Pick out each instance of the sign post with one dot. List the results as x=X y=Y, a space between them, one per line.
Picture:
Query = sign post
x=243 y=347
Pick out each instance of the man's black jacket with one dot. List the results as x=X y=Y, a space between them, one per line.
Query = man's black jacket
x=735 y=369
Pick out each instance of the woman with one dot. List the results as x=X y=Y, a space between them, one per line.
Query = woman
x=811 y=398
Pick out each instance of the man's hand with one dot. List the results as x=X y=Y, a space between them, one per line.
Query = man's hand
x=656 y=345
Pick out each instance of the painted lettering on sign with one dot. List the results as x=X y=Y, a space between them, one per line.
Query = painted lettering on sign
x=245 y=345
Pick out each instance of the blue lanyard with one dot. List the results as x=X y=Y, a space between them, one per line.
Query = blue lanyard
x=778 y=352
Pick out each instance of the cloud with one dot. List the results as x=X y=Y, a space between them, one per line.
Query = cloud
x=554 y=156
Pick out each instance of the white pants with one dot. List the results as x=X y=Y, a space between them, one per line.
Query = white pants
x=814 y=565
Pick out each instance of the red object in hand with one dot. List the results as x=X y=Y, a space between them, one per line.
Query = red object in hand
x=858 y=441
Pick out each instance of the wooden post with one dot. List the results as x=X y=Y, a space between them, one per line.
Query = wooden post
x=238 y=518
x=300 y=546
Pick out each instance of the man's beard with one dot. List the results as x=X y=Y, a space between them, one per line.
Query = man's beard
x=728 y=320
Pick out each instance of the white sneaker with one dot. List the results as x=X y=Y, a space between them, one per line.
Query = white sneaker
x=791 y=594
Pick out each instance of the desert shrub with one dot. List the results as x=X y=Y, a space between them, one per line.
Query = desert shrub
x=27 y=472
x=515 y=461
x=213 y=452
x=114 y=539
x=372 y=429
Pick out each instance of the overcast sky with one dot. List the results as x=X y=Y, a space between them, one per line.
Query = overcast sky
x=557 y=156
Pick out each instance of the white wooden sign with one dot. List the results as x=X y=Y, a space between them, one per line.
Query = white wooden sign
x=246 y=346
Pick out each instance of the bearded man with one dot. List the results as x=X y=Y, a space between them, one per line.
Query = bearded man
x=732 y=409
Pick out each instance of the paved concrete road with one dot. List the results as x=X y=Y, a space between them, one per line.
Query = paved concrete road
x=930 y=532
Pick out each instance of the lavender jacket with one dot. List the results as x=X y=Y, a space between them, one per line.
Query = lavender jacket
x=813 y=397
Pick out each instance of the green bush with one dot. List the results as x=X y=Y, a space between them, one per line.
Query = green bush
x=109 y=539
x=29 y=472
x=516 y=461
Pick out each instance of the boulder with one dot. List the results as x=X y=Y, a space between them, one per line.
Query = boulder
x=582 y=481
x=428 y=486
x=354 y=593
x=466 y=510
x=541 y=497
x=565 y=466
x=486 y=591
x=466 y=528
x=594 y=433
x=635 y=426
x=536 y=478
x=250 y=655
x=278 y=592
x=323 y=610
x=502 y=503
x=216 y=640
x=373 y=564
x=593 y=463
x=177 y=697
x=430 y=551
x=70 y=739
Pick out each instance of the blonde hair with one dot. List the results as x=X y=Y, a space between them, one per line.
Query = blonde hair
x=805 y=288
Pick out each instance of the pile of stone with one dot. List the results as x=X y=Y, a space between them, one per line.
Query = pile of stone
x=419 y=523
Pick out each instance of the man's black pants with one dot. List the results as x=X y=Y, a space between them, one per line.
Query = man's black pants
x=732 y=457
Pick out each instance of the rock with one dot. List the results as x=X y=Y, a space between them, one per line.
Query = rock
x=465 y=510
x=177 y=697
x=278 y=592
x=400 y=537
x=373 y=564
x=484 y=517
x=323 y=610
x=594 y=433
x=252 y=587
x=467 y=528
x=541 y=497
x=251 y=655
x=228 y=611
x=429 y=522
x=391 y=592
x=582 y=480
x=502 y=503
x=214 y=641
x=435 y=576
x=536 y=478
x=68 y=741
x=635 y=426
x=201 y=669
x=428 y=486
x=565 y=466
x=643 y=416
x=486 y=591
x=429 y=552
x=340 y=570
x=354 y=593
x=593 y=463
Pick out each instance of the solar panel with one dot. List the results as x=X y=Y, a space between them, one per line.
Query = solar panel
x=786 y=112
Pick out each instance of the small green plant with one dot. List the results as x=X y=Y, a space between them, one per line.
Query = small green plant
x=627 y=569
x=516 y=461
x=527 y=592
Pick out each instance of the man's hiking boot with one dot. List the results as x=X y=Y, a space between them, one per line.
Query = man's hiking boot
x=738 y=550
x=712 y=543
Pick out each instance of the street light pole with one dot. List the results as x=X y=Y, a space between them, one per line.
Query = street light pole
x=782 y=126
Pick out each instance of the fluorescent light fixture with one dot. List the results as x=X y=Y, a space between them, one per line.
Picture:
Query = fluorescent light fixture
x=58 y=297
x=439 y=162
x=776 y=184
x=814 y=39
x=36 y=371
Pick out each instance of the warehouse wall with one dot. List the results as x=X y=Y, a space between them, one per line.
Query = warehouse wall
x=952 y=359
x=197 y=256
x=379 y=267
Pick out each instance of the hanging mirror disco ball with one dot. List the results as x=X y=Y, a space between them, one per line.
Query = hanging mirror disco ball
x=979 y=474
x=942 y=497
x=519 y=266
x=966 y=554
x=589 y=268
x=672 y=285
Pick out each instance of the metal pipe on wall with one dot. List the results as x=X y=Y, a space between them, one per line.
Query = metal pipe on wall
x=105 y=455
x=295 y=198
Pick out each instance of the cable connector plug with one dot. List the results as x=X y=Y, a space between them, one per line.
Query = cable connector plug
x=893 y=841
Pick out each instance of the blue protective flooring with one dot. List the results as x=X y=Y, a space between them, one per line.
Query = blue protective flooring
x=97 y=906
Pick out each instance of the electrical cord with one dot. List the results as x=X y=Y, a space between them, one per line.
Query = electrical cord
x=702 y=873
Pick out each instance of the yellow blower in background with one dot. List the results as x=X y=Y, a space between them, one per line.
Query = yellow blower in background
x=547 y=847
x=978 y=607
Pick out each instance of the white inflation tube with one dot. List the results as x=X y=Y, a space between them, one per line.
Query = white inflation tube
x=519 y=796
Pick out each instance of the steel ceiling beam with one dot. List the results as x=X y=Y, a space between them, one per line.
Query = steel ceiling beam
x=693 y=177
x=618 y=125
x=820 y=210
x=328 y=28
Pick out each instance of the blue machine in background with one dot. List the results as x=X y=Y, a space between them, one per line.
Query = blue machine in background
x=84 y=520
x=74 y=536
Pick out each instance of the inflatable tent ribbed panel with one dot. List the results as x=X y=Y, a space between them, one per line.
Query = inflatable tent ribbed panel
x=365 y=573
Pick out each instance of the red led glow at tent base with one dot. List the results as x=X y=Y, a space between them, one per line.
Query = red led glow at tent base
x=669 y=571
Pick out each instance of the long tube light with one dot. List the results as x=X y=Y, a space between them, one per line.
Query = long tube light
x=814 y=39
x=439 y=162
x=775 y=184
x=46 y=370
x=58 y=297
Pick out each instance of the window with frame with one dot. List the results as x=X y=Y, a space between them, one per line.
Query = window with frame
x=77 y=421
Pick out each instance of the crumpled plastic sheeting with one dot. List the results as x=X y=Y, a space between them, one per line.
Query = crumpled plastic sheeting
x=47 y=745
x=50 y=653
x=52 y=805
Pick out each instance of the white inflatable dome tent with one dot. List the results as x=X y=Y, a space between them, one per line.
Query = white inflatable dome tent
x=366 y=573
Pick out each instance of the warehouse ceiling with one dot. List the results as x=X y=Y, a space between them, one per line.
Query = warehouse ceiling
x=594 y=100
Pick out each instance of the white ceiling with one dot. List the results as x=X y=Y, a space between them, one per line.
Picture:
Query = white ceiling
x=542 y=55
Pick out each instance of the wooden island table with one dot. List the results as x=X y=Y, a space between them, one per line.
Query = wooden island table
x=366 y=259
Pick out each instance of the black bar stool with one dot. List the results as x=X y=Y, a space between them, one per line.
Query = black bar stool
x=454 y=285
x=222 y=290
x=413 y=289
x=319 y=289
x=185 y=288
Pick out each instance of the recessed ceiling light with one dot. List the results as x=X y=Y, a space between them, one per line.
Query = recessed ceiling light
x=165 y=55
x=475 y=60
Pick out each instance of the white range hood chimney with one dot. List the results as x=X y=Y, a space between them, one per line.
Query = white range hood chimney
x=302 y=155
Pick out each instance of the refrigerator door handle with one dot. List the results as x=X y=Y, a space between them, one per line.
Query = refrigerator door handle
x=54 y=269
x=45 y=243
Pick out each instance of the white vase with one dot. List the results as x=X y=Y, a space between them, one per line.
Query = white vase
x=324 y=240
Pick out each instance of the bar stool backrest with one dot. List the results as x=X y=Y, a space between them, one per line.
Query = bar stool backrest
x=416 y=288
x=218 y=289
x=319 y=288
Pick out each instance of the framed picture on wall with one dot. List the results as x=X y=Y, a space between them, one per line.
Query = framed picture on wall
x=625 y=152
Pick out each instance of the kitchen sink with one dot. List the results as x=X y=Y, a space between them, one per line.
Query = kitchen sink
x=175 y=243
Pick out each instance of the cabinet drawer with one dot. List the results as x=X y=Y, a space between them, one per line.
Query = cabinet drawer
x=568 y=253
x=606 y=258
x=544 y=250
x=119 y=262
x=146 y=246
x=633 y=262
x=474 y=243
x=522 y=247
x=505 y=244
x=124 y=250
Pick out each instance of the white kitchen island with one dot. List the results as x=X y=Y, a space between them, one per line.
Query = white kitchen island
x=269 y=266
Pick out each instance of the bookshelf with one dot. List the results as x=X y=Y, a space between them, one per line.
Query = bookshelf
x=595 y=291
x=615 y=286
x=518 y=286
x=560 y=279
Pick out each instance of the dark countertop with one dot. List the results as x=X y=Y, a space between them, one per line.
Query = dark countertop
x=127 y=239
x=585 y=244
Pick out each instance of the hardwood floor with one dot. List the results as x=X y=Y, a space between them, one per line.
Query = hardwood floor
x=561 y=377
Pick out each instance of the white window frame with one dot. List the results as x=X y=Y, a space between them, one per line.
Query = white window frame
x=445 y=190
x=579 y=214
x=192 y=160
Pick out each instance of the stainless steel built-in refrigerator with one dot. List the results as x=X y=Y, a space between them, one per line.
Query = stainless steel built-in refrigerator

Work to complete:
Rewrite the records starting at the line that contains "Pick out each instance of the solar" and ending at the line that contains "x=295 y=198", replacing "warehouse" with "factory" and leaving everything else unchanged. Give only those lines.

Task result:
Pick out each instance of the solar panel with one dot. List the results as x=X y=Y, a space between them, one per line.
Query = solar panel
x=786 y=112
Pick out each instance of the small green plant with one dot. List the results as x=X y=Y, a space between them, one per line.
Query = small green plant
x=627 y=569
x=516 y=461
x=527 y=592
Pick out each instance of the man's hiking boot with one dot. List the results as x=X y=Y, a space between them, one per line.
Query = man's hiking boot
x=738 y=550
x=712 y=543
Pick out each instance of the street light pole with one dot. List the results as x=X y=Y, a space between them, one per line.
Query = street light pole
x=782 y=126
Pick out each instance of the fluorescent light fixture with one dot. List the results as x=X y=Y, a space between them, one per line.
Picture:
Query = fluorescent light fixture
x=58 y=297
x=439 y=162
x=776 y=184
x=814 y=39
x=36 y=371
Pick out each instance of the factory wall with one dot. List the results as x=X y=Y, a space between them, one per line.
Query = factory wall
x=952 y=359
x=197 y=256
x=379 y=267
Pick out each instance of the hanging mirror disco ball with one dot. List the results as x=X y=Y, a space between them, one per line.
Query = hanging mirror disco ball
x=979 y=474
x=942 y=497
x=519 y=266
x=966 y=554
x=589 y=268
x=672 y=285
Pick out each instance of the metal pipe on wall with one dot. List the results as x=X y=Y, a space between them, one per line.
Query = metal pipe on wall
x=105 y=455
x=295 y=198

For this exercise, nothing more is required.